• Written request 1
In the forum thread about the stalled Linux system, what turned out to be allocating all the memory?
• Written request 2
According to the forum thread about the stalled Linux system, why did CPU usage jump to 91.7% after the upgrade service was killed?
• Written request 3
Which Linux distributions does the forum thread about the stalled Linux system name?

• Page excerpt
## begin

That moment when #OpenSSH takes minutes to connect and even a "clear" takes almost 10 seconds to execute.

What the f crashed/locked-up and wtf?!?

Let's see how long it takes for htop to start and tell me...

CPU load 2.4%
Memory 494/504 GB
Swap 131/554GB

double-wtf?!?

Hmm, the tasks list also doesn't add up, there are these 192 beesd processes, but they are supposed to operate on shared memory and only have 300GB reserved right now.

And the next task (when sorted by memory) is Thunderbird with something around 1.5GB.

I know that two #KDE #Konsole windows I left open from yesterday just vanished.

Assuming they had a memory leak and they already crashed, shouldn't that memory have been freed already?

what is allocating all of this?!?

#Linux

Ah it's "nixos-upgrade.service" and a buzillion of cc1plus and g++ processes.

#NixOS

WTF?!?

After "systemctl kill nixos-upgrade.service" I'm now down to a responsible system with:

CPU 91.7% (as it now is unblocked and can actually do things instead of waiting for the NVME to swap blocks back into memory)
RAM 398/504GB
Swap 10.7/554GB (probably some other process that has a mem leak and got swapped out to disk before)

@agowa338 Yeah I'm not a fan of automatic updates on any system.

@nebucatnetzer

Well never had such issues on ArchLinux or Alpine with automated updates. There they "just worked"...

## end

• Source material
## begin

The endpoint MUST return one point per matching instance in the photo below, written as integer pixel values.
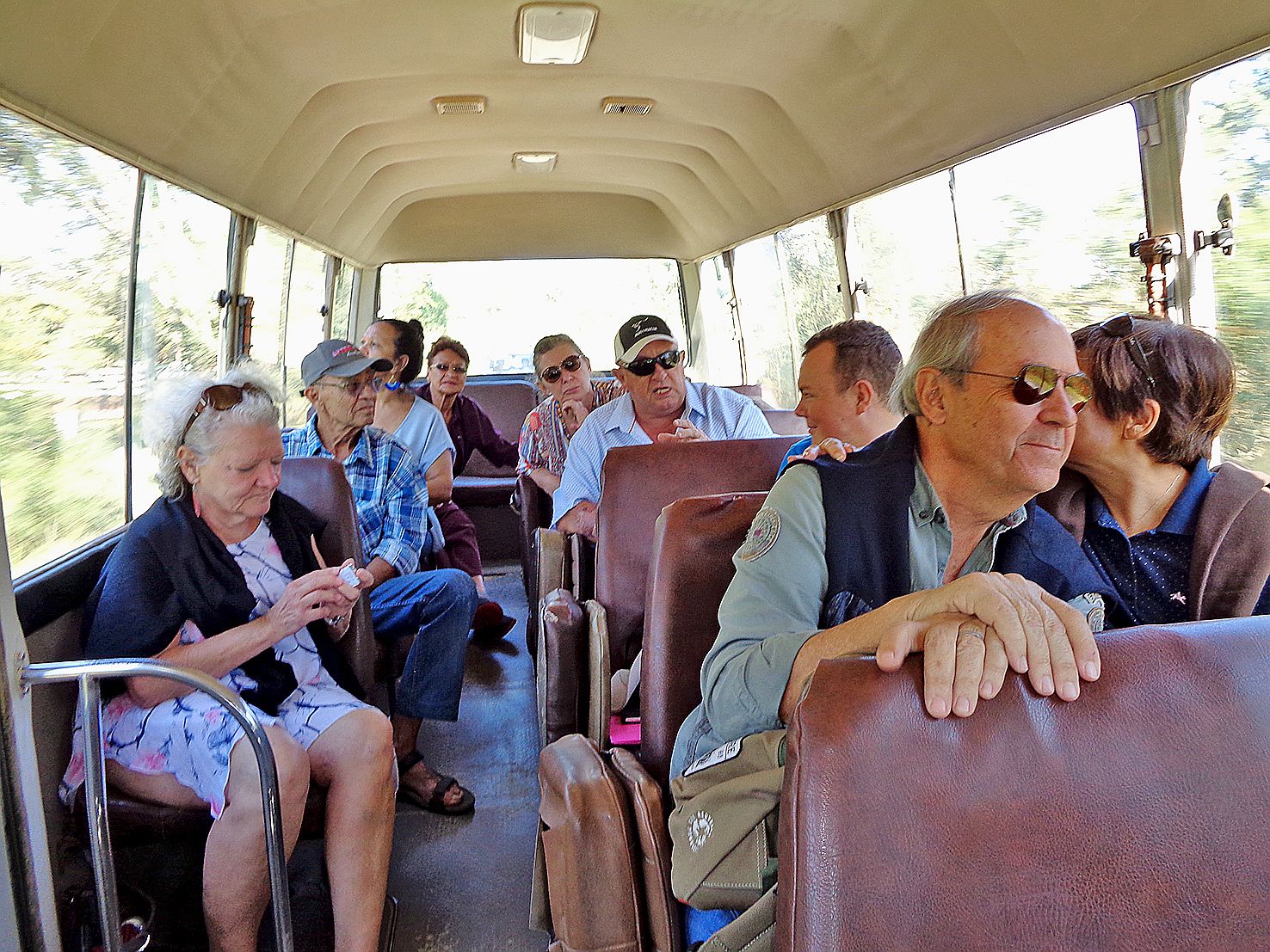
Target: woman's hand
(829, 445)
(319, 594)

## end

• Task solution 1
The "nixos-upgrade.service", along with a huge number of cc1plus and g++ processes.

• Task solution 2
The system was unblocked and could actually do work again. Before that, it had been waiting for the NVMe drive to swap blocks back into memory.

• Task solution 3
NixOS, ArchLinux, and Alpine.